*** Opening Document section ***

So, a subset of the women underwent what’s known as a trichogram. A trichogram is a lens-like device that zooms in on the scalp to magnify the skin and hair. This is to determine hair shaft characteristics, the percentage of hairs in their growth versus resting stages, the presence of dermatitis (scalp flakiness), and more.
These devices are used as tools to help diagnose someone’s type of hair loss. For instance, one of the most common causes of hair loss in adult women is telogen effluvium. This is characterized by a high number of hairs in the shedding versus growth phase of the hair cycle. A trichogram helps to calculate these ratios, and thereby diagnose this specific hair loss disorder.
Interestingly, in this study, a trichogram examination was conducted on both a subgroup of females with optimal biotin levels and a group of women with a biotin deficiency. The findings?
- Of those with optimal biotin levels, 24% of them had telogen effluvium
- Of those with a biotin deficiency, 24% of them had telogen effluvium
In other words, for the women with self-perceived hair loss, those with optimal biotin levels and deficient biotin levels had the exact same percentage rate of a diagnosable hair loss disorder: 24%. For the rest of these women, no diagnosable hair loss disorder was present.
The authors of this study suggested that these results might indicate that a trichogram is not a sensitive- or specific-enough test for diagnosing mild hair loss from a biotin deficiency. At the same time, we could also interpret these results to suggest that hair loss severe enough to meet a diagnosis criteria occurs in equal rates for both women with poor biotin levels and women with optimal biotin status.
If true, that would suggest that a biotin deficiency has very little relevance to most women with hair loss overall, and that the presence of a deficiency (in the overwhelming majority of cases) might just be coincidental.
In fact, this secondary interpretation seems more closely aligned with the study’s conclusions, which state:
The custom of treating women complaining of hair loss in an indiscriminate manner with oral biotin supplementation is to be rejected unless biotin deficiency and its significance for the complaint of hair loss in an individual has been demonstrated. It must be kept in mind that hair loss in women may be of multifactorial origin, including female androgenetic alopecia, other nutritional deficiencies (e.g., iron deficiency), and/or endocrine disorders (e.g., thyroid disorder). Treating the patient exclusively with oral biotin poses the risk of neglect or delay of appropriate treatment of hair loss in the particular case.
Long-story short: Trüeb’s study concludes that for most women dealing with hair loss, (1) biotin supplementation is largely unnecessary, (2) it’s only warranted in women with a biotin deficiency, and (3) even if the biotin deficiency overlaps with hair loss, it’s still unclear whether supplementation will actually improve that hair loss, because (4) female hair loss is multifactorial.

*** Closing Document section ***

### The problem
Please explain, in one to three sentences, why the conclusion quoted in the passage on biotin and hair loss calls treating a woman's hair loss with oral biotin alone risky.

*** Opening Record extracts ***

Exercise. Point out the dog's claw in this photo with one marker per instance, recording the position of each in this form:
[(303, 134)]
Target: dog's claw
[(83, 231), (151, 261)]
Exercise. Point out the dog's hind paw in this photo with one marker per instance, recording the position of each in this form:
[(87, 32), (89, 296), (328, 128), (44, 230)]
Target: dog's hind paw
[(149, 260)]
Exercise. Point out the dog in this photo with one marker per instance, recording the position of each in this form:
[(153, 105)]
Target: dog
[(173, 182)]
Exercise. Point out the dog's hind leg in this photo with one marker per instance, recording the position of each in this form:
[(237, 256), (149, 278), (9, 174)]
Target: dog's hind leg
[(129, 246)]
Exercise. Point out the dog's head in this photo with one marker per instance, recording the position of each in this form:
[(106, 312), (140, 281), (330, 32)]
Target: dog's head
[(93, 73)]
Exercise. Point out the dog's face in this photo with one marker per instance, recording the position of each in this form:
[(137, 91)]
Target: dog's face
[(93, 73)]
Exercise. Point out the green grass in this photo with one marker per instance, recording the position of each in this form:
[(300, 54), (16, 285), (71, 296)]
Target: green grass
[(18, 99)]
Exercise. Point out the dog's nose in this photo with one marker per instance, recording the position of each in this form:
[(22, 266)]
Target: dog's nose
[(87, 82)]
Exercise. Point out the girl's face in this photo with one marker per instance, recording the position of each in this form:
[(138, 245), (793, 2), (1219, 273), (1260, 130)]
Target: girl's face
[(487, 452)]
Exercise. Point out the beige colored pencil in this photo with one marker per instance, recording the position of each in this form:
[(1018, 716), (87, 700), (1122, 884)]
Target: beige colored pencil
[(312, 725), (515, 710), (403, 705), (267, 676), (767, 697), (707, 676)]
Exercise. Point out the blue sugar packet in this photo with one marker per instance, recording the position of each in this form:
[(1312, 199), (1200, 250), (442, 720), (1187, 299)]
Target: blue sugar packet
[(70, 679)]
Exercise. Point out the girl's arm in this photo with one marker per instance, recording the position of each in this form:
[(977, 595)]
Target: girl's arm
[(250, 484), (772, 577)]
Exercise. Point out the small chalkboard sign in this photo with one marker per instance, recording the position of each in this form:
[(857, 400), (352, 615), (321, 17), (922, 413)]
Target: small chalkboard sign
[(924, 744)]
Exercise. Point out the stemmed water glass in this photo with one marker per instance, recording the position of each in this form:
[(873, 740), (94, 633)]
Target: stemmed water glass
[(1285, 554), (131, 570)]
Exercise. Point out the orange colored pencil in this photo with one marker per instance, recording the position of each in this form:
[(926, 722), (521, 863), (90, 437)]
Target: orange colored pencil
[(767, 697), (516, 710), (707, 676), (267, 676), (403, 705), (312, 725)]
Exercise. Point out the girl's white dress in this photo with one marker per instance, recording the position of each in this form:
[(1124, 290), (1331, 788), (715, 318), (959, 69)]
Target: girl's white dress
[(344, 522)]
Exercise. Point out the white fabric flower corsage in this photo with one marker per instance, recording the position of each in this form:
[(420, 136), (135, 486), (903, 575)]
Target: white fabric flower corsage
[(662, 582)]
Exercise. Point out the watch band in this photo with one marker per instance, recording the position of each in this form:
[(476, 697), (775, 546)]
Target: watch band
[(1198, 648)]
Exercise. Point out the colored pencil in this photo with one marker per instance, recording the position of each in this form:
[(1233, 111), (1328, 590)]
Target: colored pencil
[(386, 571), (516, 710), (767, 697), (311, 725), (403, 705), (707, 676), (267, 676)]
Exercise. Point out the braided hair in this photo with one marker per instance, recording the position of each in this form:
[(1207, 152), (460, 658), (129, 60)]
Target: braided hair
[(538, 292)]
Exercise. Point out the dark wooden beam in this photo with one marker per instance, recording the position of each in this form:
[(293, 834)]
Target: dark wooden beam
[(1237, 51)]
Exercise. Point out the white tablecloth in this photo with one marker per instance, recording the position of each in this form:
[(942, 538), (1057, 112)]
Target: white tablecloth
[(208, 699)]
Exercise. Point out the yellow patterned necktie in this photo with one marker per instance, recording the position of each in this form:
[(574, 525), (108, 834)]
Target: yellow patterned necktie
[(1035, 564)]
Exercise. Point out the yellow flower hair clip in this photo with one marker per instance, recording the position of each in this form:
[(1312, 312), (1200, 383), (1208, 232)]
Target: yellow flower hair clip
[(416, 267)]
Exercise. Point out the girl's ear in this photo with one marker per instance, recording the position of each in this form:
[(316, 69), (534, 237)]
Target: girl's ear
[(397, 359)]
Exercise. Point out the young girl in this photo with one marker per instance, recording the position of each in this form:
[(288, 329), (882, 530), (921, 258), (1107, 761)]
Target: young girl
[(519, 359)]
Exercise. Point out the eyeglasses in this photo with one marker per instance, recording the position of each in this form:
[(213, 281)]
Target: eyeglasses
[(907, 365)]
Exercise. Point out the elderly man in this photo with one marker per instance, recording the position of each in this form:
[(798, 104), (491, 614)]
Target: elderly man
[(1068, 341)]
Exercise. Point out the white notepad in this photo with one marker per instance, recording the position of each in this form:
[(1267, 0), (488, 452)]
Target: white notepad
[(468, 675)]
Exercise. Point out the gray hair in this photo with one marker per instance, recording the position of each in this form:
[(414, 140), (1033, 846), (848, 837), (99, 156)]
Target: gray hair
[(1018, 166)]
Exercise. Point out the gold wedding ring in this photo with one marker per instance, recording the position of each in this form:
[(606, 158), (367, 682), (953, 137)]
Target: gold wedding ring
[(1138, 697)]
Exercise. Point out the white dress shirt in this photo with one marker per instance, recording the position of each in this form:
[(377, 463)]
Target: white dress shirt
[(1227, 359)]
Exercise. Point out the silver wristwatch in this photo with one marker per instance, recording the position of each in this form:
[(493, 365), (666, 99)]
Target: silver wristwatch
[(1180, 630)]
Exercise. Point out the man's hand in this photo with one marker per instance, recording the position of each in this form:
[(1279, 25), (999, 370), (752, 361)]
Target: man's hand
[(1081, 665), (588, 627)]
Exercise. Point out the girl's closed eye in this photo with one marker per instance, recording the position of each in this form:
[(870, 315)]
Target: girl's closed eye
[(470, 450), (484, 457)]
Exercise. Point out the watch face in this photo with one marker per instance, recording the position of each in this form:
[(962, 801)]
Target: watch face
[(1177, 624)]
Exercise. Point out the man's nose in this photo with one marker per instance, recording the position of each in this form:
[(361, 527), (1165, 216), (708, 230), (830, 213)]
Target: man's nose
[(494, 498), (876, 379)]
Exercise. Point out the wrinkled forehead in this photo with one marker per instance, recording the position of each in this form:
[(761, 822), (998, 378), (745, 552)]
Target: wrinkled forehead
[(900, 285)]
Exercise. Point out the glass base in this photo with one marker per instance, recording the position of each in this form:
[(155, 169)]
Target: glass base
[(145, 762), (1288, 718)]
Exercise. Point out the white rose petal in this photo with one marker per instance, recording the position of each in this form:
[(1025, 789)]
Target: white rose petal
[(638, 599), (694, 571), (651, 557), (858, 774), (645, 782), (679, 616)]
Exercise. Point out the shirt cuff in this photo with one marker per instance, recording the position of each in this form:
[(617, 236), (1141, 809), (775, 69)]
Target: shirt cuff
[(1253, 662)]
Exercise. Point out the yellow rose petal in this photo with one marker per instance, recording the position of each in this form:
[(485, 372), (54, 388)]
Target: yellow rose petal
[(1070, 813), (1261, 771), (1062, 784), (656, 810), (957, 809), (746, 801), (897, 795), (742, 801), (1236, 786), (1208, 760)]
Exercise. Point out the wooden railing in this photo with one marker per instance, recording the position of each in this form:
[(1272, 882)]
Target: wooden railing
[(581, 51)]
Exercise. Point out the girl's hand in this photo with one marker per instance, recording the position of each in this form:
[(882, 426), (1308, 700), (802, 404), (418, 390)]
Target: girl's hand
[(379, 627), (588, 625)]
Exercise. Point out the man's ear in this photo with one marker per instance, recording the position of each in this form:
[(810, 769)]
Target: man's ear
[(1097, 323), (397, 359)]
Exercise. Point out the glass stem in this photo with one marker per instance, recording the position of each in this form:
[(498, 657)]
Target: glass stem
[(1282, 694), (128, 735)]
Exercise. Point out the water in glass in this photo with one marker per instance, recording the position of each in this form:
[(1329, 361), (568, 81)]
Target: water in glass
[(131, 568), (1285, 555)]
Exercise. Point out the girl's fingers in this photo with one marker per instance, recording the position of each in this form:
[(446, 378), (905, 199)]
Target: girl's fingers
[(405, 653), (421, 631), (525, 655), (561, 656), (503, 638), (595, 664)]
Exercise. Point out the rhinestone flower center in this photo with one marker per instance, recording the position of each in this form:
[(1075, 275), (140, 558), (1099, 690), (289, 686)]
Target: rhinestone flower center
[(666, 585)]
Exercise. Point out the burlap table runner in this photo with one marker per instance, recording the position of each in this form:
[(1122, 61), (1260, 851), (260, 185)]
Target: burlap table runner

*** Closing Record extracts ***

### Result below
Hair loss in women may have several causes, including female androgenetic alopecia, other nutritional deficiencies such as iron deficiency, and endocrine disorders such as thyroid disorder. Treating the patient only with oral biotin therefore risks neglecting or delaying the appropriate treatment for her particular hair loss.